++++ SOURCE EXTRACT ++++

DAKOTA DUNES, S.D. (KTIV) -- Weight loss is top of mind for many people with the New Year right around the corner.
But the typical ways like exercising and dieting don't always work for everyone. That's why when patients reach a certain weight, surgery becomes an option.
"We know there is a relationship between medical problems and morbid obesity," said William Rizk, Midlands Surgeon.
Reaching a healthy weight is the goal doctors have for their weight loss patients at Midlands clinic.
"Once people reach a certain weight that we call morbid obesity, and that's really a relationship of their height and weight, and body mass index of a certain number, they become candidates for surgery," said Dr. Rizk.
Dr. Rizk said many times these patients have tried other weight loss options such as diets, exercise programs, hypnosis, counseling, or even prescription medications.
"And many times when someone reaches a certain weight, even trying all those different methods doesn't work and that's when surgery becomes an option," said Dr. Rizk.
Then patients have two options. The first: a laparoscopic gastric bypass.
Here doctors begin with the stomach the size of a football. At the very top they create a new stomach the size of a golfball.
"We then bring the intestine up and we attach it to the golf ball," said Rizk. "So the food goes into the golfball then travels through the intestine and does not go through the normal digestive pathway."

++++ RAW DATA ++++

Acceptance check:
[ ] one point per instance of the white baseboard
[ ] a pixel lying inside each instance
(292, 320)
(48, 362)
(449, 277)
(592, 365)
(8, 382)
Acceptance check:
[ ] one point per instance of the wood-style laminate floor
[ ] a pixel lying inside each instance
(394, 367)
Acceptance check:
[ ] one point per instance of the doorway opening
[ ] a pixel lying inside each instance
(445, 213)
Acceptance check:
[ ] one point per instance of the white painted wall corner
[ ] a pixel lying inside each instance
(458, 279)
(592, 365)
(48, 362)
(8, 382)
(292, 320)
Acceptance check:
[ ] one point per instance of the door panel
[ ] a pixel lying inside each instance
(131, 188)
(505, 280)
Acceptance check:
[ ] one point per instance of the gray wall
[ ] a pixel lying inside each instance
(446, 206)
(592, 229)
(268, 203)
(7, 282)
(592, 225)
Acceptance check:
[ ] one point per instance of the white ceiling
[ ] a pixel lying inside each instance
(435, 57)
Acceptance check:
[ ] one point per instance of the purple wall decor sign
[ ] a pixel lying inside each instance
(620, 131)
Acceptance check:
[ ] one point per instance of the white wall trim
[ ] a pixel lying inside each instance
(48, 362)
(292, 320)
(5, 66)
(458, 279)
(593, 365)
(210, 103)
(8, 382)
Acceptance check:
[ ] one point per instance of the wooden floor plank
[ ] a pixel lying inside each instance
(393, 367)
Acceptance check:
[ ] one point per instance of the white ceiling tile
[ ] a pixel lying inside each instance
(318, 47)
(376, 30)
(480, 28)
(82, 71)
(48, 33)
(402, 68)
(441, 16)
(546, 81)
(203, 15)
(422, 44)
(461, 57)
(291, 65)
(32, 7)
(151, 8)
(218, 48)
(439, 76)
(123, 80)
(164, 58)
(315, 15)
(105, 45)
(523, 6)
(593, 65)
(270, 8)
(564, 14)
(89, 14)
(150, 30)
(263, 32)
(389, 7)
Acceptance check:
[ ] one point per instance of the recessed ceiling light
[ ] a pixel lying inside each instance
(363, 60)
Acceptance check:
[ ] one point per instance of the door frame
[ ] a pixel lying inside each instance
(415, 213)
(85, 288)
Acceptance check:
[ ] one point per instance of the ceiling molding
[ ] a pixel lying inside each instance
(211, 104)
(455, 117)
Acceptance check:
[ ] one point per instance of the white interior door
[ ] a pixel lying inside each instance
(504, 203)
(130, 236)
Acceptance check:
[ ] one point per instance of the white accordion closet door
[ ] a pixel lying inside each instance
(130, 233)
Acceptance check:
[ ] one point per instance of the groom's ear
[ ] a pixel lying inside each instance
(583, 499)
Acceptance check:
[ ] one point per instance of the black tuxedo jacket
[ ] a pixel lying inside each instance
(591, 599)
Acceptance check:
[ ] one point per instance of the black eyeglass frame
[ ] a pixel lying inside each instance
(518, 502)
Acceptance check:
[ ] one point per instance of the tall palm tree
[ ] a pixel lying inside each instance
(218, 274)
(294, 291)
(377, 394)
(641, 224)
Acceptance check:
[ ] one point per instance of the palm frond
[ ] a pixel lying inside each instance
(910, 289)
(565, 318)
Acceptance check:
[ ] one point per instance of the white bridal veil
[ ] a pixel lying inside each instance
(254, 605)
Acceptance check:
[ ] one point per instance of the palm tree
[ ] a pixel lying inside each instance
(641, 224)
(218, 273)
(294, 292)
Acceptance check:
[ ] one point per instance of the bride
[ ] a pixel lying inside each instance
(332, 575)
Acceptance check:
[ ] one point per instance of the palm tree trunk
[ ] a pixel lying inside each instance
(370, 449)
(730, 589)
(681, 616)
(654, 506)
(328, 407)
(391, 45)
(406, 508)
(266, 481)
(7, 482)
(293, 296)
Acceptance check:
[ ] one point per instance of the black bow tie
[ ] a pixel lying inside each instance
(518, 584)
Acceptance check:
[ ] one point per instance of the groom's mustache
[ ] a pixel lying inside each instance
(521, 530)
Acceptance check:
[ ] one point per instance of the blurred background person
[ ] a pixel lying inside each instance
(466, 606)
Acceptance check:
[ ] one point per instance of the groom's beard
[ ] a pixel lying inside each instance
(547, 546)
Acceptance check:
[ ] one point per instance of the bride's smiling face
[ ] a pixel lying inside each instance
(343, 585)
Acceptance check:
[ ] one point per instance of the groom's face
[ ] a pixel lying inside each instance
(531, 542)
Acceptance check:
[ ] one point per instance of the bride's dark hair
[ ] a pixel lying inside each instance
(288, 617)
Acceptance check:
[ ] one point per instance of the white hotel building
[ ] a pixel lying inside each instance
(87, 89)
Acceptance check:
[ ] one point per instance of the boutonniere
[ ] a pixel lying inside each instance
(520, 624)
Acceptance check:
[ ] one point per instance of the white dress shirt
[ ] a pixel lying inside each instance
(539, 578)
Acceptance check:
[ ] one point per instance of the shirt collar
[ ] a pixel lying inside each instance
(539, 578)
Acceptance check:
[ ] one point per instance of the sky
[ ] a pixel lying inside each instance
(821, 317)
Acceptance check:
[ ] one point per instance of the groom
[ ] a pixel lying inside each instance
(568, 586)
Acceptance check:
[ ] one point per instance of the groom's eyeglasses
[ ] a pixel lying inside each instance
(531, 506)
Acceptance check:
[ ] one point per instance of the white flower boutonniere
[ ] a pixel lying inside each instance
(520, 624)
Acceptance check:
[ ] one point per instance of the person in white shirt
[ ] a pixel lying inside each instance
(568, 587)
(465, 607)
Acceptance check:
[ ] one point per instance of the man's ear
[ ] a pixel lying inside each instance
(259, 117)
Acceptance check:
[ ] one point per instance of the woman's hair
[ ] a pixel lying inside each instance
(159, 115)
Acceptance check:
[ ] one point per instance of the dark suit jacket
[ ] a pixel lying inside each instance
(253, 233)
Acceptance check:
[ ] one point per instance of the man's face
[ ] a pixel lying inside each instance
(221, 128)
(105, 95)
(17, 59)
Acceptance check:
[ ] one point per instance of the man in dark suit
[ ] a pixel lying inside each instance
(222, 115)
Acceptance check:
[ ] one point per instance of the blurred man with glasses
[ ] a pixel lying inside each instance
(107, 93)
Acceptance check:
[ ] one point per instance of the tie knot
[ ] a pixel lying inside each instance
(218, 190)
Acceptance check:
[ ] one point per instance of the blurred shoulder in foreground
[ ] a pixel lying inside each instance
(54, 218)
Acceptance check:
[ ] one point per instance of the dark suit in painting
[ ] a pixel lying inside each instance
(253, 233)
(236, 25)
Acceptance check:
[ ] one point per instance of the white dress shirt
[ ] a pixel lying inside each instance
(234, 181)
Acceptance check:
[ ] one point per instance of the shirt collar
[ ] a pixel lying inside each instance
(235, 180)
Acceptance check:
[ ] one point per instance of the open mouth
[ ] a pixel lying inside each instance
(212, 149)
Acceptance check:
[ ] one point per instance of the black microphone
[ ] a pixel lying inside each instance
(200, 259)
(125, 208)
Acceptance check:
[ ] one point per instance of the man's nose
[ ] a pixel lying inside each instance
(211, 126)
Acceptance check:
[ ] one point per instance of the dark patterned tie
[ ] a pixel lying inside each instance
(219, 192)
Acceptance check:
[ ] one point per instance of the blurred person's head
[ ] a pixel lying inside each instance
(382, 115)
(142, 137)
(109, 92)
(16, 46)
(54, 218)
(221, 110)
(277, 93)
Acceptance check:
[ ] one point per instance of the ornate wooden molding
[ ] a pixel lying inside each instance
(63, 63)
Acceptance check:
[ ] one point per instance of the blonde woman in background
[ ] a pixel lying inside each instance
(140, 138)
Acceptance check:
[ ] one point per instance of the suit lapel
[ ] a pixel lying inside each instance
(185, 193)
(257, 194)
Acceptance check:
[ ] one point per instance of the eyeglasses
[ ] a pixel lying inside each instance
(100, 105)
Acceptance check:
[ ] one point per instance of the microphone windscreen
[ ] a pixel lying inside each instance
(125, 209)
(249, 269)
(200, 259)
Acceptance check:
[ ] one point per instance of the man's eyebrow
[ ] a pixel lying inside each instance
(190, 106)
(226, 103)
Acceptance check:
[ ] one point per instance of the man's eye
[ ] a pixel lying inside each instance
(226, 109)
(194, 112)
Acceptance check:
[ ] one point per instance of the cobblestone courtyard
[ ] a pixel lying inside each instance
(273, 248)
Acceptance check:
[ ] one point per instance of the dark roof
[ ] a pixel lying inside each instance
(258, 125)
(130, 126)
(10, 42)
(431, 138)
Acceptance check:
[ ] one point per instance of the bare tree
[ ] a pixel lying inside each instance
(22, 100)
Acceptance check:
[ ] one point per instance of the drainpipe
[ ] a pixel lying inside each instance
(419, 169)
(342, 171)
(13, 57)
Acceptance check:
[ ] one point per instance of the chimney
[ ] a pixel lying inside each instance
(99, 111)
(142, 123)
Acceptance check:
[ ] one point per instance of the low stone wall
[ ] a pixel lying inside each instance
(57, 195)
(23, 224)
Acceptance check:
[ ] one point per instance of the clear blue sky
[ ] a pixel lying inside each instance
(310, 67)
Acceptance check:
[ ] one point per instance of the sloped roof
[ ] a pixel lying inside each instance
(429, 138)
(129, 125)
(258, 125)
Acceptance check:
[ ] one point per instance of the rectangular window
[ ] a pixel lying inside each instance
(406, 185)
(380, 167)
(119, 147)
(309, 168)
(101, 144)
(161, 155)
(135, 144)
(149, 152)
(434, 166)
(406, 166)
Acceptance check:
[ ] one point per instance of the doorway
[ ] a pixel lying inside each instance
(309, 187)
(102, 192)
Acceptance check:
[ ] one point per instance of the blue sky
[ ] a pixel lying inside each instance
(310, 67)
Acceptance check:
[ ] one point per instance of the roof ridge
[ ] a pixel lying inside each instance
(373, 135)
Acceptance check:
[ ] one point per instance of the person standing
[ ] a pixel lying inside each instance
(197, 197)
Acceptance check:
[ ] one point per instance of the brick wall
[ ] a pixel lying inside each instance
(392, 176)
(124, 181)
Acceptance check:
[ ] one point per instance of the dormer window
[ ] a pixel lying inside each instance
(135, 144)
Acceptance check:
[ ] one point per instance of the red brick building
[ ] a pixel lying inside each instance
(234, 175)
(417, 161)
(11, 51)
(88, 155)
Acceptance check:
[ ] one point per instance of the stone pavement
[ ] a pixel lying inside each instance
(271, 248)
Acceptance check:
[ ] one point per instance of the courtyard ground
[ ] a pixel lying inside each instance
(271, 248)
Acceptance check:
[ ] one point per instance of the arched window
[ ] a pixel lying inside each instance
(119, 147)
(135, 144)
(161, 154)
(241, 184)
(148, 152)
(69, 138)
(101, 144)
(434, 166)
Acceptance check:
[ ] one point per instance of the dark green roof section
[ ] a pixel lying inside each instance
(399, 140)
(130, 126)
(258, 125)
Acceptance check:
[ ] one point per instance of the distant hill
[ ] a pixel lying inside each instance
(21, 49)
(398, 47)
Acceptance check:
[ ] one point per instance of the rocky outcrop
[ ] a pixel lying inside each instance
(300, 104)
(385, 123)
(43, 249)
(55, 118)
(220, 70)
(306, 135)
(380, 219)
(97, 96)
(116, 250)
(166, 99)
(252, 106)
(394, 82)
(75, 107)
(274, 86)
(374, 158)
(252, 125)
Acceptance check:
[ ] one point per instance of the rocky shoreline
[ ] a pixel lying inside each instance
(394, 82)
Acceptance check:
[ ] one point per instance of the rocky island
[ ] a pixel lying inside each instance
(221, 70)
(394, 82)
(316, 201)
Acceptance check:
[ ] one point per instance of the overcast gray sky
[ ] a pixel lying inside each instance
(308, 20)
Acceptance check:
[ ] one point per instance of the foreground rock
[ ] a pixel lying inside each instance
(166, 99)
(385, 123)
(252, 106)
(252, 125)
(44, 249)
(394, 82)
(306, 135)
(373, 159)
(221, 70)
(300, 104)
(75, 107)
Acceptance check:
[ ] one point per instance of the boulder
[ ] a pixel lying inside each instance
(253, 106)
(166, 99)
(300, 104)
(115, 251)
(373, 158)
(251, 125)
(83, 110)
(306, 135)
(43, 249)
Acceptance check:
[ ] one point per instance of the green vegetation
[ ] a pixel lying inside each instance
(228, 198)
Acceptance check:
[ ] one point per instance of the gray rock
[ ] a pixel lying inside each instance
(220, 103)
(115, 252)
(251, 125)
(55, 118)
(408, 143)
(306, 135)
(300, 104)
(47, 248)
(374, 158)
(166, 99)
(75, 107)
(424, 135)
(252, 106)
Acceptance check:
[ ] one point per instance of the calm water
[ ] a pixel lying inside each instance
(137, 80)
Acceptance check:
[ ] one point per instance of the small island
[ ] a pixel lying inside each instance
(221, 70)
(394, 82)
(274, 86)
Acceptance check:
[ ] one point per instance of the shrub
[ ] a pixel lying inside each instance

++++

#### [TASK GOAL]
Extend the news report on weight loss surgery at Midlands clinic, picking up right after its last sentence.

#### [ANSWER]
The other option is a sleeve gastrectomy.
"Start with the stomach the size of a football and we create a new stomach the size of a banana," said Dr. Rizk. "That banana is a long and skinny stomach. Kind of like the long sleeve of your shirt."
But, the work doesn't stop here for patients.
"Many people wonder if it is the easy way out," said Dr. Rizk. "But, at the end of the day, patients do have to go through a significant surgery, and they do have to change their lifestyle if they want the surgery to be successful."
That can include exercise, adequate nutrition, and vitamins with patients reaching a healthy weight within a year.
Dr. Rizk said patients typically lose about one-third of their weight with either surgery. But, you will need to get a pre-surgery education before they will perform them.